▶ Angezeigter Text:
########

Teresa will – in allen Schriften – Hilfestellung zum Gebet geben. In aller mystischen Erfahrung tendiert sie dazu, immer wieder zu Bodenständigkeit und Nüchternheit zu mahnen; und dazu, die eigenen Begrenzungen und Defizite vor Gott nicht für entscheidend zu halten; eine interessante Variante zum zerstörerischen Perfektionismus des Mönches Martin Luther, der in der Klosterexistenz nur einen Weg des Scheiterns an Gottes Ansprüchen zu erkennen vermochte.
So ernst Teresa die Gottheit Jesu immer nimmt, fasziniert war sie vom Menschen Jesus und wirkt darin erstaunlich modern. Insbesondere die biblischen Texte, die von Jesu Leiden sprechen helfen ihr, die eigene Existenz zu reflektieren. Hier wirkt gewiss die weit verbreitete mittelalterliche Idee der „Nachahmung Christi“ (Thomas von Kempen) weiter, die freilich zu einer Art „Nachahmung Jesu“ wird.
1*) Der gesamte Text in deutscher Fassung findet sich in TERESA VON AVILA, Gedanken zum Hohenlied, Gedichte und kleinere Schriften, Vollständige Neuübertragung. Gesammelte Werke Band 3, herausgegeben von Ulrich Dobhan OCD und Elisabeth Peeters OCD, Freiburg, Basel, Wien, 2004, S. 54-127.

########

▶ Datenblock:

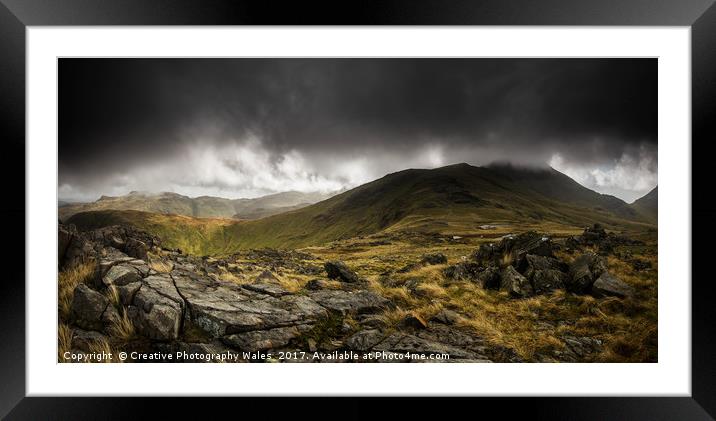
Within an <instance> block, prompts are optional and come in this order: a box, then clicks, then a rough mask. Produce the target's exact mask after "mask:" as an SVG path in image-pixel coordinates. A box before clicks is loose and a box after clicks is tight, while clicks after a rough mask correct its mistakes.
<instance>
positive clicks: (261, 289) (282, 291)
mask: <svg viewBox="0 0 716 421" xmlns="http://www.w3.org/2000/svg"><path fill="white" fill-rule="evenodd" d="M242 287H244V289H248V290H249V291H253V292H258V293H259V294H267V295H270V296H272V297H282V296H284V295H289V294H290V292H288V291H286V290H285V289H283V288H281V287H280V286H278V285H275V284H246V285H242Z"/></svg>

########

▶ Aufgaben:
A: Gib aus dem Text über Teresa von Avila den Abschnitt von "1*) Der gesamte" bis einschließlich "2004, S. 54-127." wortgetreu aus.
B: Wer steht im Text über Teresa von Avila in Klammern hinter der Idee der „Nachahmung Christi“?
C: Nenne alle Orte, die in der Quellenangabe des Textes über Teresa von Avila als Erscheinungsorte der deutschen Fassung stehen.

▶ Lösungen:
A:
1*) Der gesamte Text in deutscher Fassung findet sich in TERESA VON AVILA, Gedanken zum Hohenlied, Gedichte und kleinere Schriften, Vollständige Neuübertragung. Gesammelte Werke Band 3, herausgegeben von Ulrich Dobhan OCD und Elisabeth Peeters OCD, Freiburg, Basel, Wien, 2004, S. 54-127.

B: Thomas von Kempen

C: Freiburg, Basel, Wien